++++ Data for processing

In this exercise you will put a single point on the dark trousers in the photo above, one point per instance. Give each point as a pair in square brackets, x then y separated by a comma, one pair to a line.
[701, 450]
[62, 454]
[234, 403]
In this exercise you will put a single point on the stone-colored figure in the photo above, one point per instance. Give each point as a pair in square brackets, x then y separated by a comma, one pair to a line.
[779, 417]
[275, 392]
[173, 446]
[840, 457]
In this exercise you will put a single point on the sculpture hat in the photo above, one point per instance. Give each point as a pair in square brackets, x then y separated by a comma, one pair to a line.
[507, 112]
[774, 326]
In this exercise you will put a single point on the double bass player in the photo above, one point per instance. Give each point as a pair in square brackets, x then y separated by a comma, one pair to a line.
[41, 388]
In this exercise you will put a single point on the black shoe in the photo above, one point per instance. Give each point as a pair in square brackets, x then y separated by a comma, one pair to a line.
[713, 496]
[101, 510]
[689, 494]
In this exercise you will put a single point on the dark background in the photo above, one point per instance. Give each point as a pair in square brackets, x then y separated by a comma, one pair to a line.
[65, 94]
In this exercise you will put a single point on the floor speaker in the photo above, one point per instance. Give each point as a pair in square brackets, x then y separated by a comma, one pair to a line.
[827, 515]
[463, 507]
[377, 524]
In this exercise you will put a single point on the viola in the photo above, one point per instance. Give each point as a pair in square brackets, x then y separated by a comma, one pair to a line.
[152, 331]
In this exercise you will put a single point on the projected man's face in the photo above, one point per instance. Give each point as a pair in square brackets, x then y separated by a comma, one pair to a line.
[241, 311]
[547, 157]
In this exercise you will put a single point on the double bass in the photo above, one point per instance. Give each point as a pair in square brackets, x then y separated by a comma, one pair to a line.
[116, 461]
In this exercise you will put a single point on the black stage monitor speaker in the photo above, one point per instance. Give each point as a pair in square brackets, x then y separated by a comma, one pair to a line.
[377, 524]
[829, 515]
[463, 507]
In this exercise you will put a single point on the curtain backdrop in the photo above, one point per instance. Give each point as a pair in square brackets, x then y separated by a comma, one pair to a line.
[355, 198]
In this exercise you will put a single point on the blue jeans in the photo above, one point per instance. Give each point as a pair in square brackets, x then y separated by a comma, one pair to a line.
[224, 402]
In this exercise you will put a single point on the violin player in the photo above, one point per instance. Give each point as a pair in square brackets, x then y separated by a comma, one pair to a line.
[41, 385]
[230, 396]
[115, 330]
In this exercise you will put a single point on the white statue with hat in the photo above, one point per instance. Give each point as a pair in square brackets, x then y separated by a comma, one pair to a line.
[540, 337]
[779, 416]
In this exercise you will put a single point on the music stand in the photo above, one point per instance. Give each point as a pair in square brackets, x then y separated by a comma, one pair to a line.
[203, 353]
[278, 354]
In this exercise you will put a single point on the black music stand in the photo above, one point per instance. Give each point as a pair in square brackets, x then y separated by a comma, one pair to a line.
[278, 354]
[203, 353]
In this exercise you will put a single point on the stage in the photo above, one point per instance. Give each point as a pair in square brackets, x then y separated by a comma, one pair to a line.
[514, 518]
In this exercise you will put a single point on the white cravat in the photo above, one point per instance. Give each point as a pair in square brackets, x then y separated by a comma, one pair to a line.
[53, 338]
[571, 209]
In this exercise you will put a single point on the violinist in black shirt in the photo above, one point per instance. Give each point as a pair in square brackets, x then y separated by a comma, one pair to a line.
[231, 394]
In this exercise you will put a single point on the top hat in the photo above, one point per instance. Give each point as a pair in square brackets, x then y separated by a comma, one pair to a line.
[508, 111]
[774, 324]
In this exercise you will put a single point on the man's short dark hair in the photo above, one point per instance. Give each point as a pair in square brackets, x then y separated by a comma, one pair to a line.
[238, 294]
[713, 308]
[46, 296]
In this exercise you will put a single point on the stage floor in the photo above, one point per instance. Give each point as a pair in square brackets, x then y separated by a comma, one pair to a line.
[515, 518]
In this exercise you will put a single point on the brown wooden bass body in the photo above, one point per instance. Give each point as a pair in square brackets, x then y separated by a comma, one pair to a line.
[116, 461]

++++++++

> [Task instructions]: Copy exactly the lines above, from the one containing "on the violinist" through the very last line.

> [Response]:
In this exercise you will put a single point on the violinist in black shirt in the photo above, one point per instance. Give each point as a pair in square brackets, x then y separated by a comma, one pair to a line.
[231, 394]
In this exercise you will put a single point on the top hat in the photo above, one point per instance. Give each point as a pair in square brackets, x then y separated by a comma, one pair to a line.
[508, 111]
[774, 324]
In this exercise you will put a single point on the man's short dark hair in the photo above, one point per instance. Give each point as a pair in square brackets, x then y separated by a comma, one pair to a line.
[238, 294]
[713, 308]
[46, 296]
In this exercise you will put a single point on the stage floor in the photo above, one point per instance. Give each point as a pair in square brackets, x then y separated by a comma, one pair to a line.
[515, 518]
In this exercise you will put a single point on the brown wooden bass body in the photo above, one point per instance. Give each point as a pair in square brackets, x then y separated by a comma, one pair to a line.
[116, 461]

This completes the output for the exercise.